= THE RECORDS =
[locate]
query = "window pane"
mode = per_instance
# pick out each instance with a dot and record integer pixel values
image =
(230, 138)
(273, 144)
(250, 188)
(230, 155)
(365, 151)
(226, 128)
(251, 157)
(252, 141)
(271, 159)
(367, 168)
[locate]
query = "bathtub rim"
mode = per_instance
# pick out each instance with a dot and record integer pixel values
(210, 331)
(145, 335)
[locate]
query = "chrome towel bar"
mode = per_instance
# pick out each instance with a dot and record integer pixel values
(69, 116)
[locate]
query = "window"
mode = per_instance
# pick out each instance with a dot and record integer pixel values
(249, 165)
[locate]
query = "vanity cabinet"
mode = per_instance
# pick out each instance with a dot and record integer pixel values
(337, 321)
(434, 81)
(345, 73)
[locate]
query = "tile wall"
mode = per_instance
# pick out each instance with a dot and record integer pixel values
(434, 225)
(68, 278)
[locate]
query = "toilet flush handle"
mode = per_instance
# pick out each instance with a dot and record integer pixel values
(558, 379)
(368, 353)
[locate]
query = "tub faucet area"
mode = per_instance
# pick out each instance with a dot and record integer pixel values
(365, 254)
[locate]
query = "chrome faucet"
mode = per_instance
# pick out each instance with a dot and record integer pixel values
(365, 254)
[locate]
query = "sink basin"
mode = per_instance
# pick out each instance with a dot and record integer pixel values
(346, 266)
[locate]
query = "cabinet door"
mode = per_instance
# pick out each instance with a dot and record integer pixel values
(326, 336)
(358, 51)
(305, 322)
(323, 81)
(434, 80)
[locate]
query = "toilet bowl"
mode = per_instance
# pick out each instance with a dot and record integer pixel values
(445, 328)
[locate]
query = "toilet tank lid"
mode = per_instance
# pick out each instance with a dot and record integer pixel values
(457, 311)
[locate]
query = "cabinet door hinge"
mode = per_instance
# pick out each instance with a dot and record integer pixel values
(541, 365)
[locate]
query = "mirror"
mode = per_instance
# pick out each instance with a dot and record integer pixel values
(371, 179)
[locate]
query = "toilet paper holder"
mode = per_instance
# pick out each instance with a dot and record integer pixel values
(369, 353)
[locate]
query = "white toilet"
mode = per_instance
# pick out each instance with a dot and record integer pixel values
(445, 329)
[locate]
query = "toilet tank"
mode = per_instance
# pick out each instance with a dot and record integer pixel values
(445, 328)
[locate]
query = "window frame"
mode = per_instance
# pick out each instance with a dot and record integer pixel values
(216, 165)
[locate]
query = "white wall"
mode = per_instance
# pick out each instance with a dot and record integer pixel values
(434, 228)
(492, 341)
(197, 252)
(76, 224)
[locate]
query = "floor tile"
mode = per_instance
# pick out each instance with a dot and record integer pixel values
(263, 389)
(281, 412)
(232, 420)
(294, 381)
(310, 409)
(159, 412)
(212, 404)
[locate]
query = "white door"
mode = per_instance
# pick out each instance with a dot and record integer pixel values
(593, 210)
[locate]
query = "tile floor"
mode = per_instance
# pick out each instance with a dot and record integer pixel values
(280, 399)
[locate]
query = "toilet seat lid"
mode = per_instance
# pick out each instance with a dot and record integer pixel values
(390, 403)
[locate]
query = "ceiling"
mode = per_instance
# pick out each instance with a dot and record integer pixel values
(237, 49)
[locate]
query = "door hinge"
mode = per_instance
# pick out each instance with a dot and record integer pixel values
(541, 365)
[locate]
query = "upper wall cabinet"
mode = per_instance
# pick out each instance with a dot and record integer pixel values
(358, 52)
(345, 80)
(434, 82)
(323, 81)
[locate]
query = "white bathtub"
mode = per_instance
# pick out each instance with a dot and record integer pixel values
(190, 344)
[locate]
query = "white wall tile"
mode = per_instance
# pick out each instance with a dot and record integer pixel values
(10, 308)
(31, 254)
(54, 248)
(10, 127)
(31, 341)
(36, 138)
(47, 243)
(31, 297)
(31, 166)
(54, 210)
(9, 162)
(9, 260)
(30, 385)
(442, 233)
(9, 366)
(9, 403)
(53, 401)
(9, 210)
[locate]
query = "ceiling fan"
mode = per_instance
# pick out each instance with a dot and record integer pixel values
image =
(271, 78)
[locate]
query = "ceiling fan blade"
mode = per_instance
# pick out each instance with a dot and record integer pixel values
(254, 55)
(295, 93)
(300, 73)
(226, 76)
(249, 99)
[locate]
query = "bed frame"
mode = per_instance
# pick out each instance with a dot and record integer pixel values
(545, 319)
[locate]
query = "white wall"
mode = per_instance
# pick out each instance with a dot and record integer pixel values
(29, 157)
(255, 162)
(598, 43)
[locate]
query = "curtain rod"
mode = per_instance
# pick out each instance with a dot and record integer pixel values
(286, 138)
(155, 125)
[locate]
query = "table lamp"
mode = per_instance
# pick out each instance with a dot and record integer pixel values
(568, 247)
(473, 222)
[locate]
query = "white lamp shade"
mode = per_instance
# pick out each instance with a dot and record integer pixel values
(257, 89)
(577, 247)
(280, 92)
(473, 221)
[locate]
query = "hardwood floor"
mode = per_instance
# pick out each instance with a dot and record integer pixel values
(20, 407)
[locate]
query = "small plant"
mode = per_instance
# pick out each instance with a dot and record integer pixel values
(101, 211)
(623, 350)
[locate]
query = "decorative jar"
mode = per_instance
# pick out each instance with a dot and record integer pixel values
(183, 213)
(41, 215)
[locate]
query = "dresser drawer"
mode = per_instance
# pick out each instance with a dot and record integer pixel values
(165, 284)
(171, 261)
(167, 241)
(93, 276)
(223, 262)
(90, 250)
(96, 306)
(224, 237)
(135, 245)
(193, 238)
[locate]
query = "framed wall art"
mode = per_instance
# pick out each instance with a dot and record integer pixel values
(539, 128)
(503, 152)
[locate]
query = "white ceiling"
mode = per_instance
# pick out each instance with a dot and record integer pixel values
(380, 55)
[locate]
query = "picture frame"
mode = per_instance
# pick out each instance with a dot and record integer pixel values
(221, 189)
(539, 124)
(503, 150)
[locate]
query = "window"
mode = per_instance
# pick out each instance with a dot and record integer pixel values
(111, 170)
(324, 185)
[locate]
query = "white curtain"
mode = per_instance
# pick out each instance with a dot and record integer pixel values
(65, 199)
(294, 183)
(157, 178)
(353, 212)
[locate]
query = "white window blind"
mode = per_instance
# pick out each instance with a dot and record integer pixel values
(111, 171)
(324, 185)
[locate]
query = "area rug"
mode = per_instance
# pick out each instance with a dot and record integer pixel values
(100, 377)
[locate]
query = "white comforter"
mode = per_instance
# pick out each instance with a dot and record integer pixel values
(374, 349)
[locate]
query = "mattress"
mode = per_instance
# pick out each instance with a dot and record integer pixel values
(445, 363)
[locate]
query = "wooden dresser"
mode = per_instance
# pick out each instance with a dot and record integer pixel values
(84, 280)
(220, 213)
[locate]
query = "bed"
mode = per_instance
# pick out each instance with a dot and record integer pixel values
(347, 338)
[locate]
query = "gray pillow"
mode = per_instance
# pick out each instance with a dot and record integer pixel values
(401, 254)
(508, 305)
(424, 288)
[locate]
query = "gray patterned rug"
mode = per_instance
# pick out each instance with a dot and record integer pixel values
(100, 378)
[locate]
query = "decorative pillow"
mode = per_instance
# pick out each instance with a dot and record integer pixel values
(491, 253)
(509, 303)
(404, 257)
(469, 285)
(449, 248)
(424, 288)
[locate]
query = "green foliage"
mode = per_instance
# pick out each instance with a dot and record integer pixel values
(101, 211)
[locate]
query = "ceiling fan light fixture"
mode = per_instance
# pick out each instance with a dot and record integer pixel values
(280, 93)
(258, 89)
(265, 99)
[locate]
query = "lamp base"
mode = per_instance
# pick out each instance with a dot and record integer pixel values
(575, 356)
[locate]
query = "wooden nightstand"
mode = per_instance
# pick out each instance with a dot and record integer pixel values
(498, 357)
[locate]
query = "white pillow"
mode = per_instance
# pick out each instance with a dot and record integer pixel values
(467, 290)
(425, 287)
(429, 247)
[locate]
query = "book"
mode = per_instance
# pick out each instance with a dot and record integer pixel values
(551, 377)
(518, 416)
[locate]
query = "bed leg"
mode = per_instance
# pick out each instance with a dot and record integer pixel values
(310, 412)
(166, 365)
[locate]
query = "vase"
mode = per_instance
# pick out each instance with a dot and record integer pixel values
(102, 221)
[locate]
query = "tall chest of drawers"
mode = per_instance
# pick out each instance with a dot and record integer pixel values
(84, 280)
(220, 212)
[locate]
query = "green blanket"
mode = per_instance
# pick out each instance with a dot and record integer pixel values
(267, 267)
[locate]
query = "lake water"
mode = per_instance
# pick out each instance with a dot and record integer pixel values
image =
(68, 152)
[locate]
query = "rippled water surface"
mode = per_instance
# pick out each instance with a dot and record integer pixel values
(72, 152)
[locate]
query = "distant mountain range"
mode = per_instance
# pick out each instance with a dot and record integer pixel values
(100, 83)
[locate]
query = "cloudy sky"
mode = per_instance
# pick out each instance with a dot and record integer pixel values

= PROBLEM REQUIREMENTS =
List every line of the records that contains the string "water". Case counts, so match only lines where it appears with that exact capitalization.

= TASK OUTPUT =
query = "lake water"
query = "rippled water surface"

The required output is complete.